GOAL: Return the records word for word, from the first line up to and including the line with "point(286, 187)". Leave the pictures out of your answer.

GIVEN DATA:
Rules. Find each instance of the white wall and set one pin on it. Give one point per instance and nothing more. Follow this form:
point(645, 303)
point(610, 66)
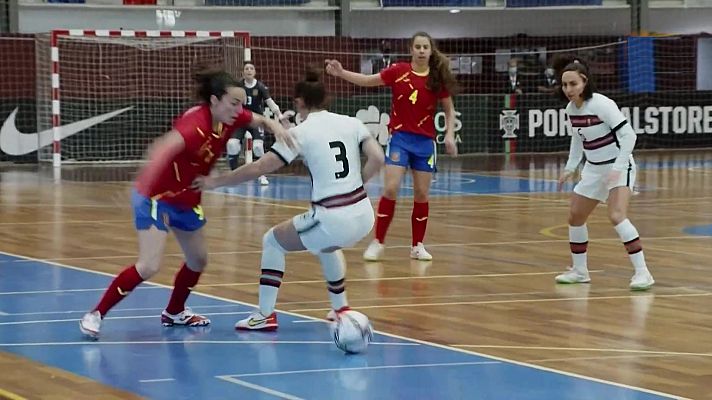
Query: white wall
point(688, 20)
point(374, 22)
point(400, 23)
point(259, 22)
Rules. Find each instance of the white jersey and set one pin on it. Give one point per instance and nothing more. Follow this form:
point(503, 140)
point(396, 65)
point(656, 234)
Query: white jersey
point(330, 145)
point(601, 132)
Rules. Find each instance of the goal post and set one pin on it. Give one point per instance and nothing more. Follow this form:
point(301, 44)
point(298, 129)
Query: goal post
point(106, 94)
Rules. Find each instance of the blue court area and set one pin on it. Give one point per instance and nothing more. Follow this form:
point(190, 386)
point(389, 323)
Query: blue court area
point(40, 304)
point(286, 187)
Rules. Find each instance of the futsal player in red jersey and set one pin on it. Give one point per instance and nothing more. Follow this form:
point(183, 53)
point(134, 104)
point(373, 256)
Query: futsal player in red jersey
point(163, 198)
point(416, 86)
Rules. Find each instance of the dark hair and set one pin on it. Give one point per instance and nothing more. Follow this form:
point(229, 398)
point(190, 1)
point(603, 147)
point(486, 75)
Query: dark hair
point(212, 82)
point(566, 63)
point(311, 89)
point(440, 76)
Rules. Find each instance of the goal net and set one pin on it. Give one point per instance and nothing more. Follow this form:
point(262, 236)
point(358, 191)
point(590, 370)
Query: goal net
point(108, 94)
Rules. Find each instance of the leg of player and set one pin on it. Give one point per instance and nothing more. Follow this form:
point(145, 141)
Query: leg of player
point(392, 178)
point(618, 200)
point(151, 242)
point(258, 149)
point(419, 217)
point(233, 152)
point(333, 265)
point(279, 240)
point(196, 258)
point(581, 207)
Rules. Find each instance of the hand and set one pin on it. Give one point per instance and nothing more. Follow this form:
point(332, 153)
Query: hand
point(613, 177)
point(284, 135)
point(284, 120)
point(203, 183)
point(565, 176)
point(450, 145)
point(334, 68)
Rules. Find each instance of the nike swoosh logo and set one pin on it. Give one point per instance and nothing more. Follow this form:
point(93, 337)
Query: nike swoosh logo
point(15, 143)
point(255, 322)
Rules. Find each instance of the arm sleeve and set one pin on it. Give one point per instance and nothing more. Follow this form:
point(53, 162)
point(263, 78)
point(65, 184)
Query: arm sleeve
point(284, 152)
point(362, 132)
point(626, 142)
point(265, 90)
point(625, 136)
point(575, 152)
point(187, 126)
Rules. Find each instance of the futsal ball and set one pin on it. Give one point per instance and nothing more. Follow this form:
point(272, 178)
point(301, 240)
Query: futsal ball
point(352, 332)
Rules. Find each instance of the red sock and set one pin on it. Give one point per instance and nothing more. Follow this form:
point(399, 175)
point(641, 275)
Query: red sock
point(384, 216)
point(120, 287)
point(419, 221)
point(186, 278)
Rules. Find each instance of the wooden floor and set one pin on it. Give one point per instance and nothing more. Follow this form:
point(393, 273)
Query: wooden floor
point(490, 288)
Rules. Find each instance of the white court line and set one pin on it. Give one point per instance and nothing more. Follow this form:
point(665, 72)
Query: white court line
point(487, 302)
point(66, 291)
point(586, 349)
point(310, 371)
point(215, 342)
point(259, 388)
point(407, 339)
point(398, 278)
point(49, 321)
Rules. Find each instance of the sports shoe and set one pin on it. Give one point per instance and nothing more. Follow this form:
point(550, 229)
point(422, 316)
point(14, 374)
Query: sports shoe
point(573, 275)
point(186, 317)
point(333, 314)
point(641, 281)
point(258, 322)
point(90, 324)
point(374, 252)
point(418, 252)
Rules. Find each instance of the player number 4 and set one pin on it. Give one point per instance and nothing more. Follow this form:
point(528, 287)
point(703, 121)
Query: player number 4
point(413, 96)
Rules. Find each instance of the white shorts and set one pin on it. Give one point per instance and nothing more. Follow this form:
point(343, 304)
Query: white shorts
point(593, 181)
point(321, 228)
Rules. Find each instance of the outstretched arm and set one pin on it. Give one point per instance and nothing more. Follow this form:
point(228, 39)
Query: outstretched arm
point(270, 162)
point(334, 68)
point(280, 133)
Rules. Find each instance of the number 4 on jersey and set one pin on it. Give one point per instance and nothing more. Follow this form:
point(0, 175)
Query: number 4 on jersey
point(413, 96)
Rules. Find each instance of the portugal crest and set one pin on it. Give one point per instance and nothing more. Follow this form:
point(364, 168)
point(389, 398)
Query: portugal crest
point(509, 122)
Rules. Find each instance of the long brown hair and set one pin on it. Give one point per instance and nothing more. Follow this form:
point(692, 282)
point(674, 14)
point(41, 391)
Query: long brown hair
point(440, 76)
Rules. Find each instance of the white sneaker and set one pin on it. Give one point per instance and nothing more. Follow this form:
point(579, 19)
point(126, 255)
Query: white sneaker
point(573, 275)
point(186, 317)
point(418, 252)
point(332, 315)
point(642, 280)
point(374, 252)
point(258, 322)
point(90, 324)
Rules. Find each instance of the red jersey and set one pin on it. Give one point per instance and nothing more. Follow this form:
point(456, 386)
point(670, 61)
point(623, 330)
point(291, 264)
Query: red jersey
point(413, 105)
point(204, 143)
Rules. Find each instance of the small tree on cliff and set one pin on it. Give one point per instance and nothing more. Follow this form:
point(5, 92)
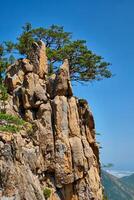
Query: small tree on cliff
point(85, 66)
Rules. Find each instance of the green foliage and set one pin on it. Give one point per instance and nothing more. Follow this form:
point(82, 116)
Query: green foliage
point(3, 97)
point(85, 65)
point(105, 197)
point(3, 93)
point(6, 57)
point(47, 192)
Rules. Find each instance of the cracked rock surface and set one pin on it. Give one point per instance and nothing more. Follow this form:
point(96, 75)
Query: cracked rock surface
point(60, 153)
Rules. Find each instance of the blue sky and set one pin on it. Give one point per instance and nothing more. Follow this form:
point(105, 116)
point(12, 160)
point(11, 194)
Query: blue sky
point(108, 27)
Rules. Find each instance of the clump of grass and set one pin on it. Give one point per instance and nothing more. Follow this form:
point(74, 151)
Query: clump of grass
point(47, 192)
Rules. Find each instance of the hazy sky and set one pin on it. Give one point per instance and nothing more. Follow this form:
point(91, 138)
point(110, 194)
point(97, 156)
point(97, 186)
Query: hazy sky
point(108, 27)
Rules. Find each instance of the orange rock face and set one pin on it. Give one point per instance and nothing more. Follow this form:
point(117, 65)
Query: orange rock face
point(59, 155)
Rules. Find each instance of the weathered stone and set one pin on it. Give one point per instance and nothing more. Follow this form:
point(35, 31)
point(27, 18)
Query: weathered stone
point(57, 150)
point(62, 81)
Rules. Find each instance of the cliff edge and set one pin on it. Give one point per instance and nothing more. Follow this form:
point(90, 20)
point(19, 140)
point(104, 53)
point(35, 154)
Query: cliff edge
point(58, 158)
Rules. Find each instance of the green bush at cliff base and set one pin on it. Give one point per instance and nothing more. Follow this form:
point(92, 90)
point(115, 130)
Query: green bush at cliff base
point(47, 192)
point(10, 123)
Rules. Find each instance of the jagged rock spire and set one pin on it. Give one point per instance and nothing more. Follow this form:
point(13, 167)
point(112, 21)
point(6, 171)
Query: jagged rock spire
point(62, 83)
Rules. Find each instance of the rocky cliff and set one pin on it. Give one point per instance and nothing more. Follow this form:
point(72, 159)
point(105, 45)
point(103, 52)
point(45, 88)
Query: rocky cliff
point(58, 159)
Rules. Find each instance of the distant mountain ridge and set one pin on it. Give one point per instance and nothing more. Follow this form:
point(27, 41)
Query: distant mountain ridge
point(118, 188)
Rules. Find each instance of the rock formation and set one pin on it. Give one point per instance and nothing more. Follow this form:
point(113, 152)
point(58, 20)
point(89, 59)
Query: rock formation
point(59, 158)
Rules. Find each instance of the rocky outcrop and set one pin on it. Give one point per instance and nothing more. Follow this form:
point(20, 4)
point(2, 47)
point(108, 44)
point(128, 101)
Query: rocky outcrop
point(59, 158)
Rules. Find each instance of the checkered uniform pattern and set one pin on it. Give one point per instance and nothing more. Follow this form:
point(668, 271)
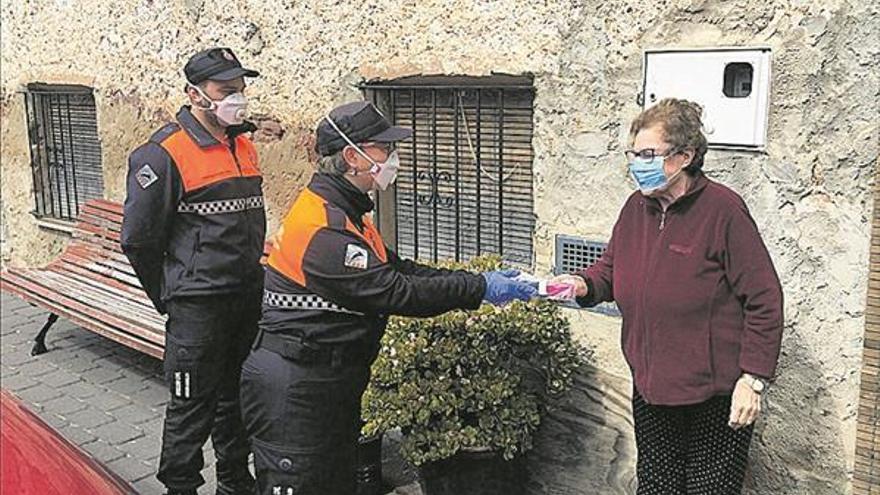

OUTPUT BELOW:
Rules. Find each instance of the white wall and set one pin on it. Give one point per instance and nothing more. Follow this form:
point(645, 303)
point(610, 66)
Query: white wall
point(688, 20)
point(374, 22)
point(400, 23)
point(259, 22)
Rules. Find each instance of the white jersey and set one pin on it. Give one point per instance and nothing more. Follow this form:
point(503, 140)
point(396, 65)
point(656, 234)
Query: white jersey
point(330, 145)
point(601, 132)
Rules. Find each instance of the goal post and set one pin on it. Give one point per instance and nothing more. Follow this form:
point(301, 44)
point(298, 129)
Query: goal post
point(106, 94)
Rules. Find each instance of the blue court area and set one pin on it. Give one point per instance and nothing more. Follow this form:
point(190, 386)
point(389, 323)
Query: blue court area
point(40, 304)
point(286, 187)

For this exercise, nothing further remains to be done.